- Task 1 -
From the Blind Tom excerpt, write out the stretch from "Tell him to" through "to play me." word for word.
- Task 2 -
Answer these from the Blind Tom excerpt:
(a) Who wrote the biography the excerpt comes from?
(b) How old was Tom when his Vocal Compositions were published?
(c) What time signature does the eight-line verse fit?

- Text provided -
----
[The
Ballad of Blind Tom, Slave Pianist: America's Lost Musical Genius;
Deirdre O’Connell; Overlook Press (2009)]
This is the third instalment of
Africlassical’s excerpts from the Ballad of Blind Tom, Deirdre
O'Connell’s biography about 19th century pianist
and autistic savant, “Blind Tom” Wiggins. Her website is BlindTom.org:
I’LL
DO YOUR TOPLEY
From
the time he was young, Blind Tom showed a profound and highly
idiosyncratic aptitude for language. His master’s
nephew remembers that he “had
the loveliest of visions, almost like poems but in his later years
were loaded with peculiarities.” A few of these ‘poems’ survive
in the form of his Vocal Compositions,
published when he was seventeen and through
pieces like The Man Who Snatched The
Cornet Out of His Hands we can begin to
fathom the mysterious gap between what made sense to Tom and what
makes sense to the rest of us.
Tell him to
come up/I’ll do your Topley/Don’t be uneasy/Until I see you.
Now he has
gone up/Into his mason/Now you had hurt/Your Topley last night
Now comes the
tutti/Don’t be in a hurry/Now I will have your/Band for to play me.
One man had
come up/And bought his cymbals/And snatched his cornet/
Out of his
hands.
At
first glance, it is a nonsense although not an entire nonsense. The
syntax holds, however simply, and the rhythm fits the eight line
verse in 6/8 time. And while most individual lines make some kind of
sense, the logic between one line and the next is less so. Most
intriguing is Tom’s use of the words ‘Topley’,
‘tutti’ and ‘mason’.
----
- Data for analysis -
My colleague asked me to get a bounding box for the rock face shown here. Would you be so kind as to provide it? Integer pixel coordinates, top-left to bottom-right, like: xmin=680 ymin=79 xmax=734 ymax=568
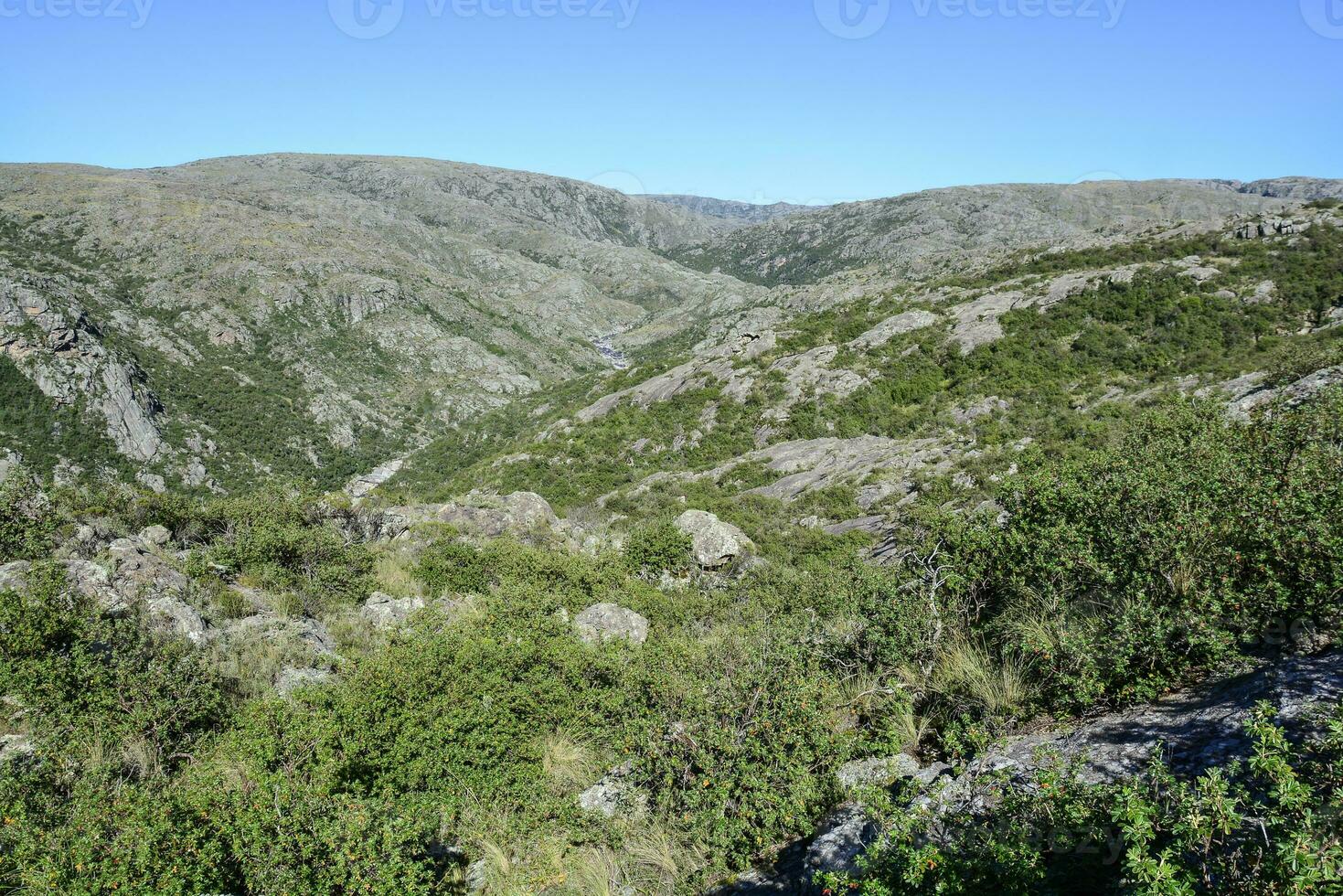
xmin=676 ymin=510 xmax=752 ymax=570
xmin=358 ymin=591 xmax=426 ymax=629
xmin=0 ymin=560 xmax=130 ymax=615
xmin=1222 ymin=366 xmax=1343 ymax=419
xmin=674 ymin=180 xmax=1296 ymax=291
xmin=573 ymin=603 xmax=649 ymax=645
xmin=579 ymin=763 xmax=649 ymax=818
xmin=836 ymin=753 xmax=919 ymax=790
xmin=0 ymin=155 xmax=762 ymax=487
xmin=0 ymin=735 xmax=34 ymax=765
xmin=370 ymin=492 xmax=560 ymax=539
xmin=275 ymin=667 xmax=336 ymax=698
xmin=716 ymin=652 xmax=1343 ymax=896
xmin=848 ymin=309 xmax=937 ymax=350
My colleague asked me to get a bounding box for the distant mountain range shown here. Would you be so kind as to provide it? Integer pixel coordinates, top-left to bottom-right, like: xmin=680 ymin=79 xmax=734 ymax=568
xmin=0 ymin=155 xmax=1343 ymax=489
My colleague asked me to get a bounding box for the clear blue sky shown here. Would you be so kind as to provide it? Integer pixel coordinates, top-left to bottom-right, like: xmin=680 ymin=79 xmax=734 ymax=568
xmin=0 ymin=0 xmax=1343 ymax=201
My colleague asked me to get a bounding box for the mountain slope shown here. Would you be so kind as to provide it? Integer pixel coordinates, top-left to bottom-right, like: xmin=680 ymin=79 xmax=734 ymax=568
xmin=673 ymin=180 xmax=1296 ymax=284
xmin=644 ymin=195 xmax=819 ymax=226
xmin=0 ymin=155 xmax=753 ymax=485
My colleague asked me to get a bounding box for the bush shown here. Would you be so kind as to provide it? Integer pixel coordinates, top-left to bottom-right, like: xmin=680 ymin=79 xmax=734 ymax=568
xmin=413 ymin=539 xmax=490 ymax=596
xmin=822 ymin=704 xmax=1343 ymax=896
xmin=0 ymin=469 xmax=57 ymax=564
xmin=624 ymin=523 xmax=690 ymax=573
----
- Task response 1 -
Tell him to
come up/I’ll do your Topley/Don’t be uneasy/Until I see you.
Now he has
gone up/Into his mason/Now you had hurt/Your Topley last night
Now comes the
tutti/Don’t be in a hurry/Now I will have your/Band for to play me.

- Task response 2 -
(a) Deirdre O'Connell
(b) Seventeen
(c) 6/8 time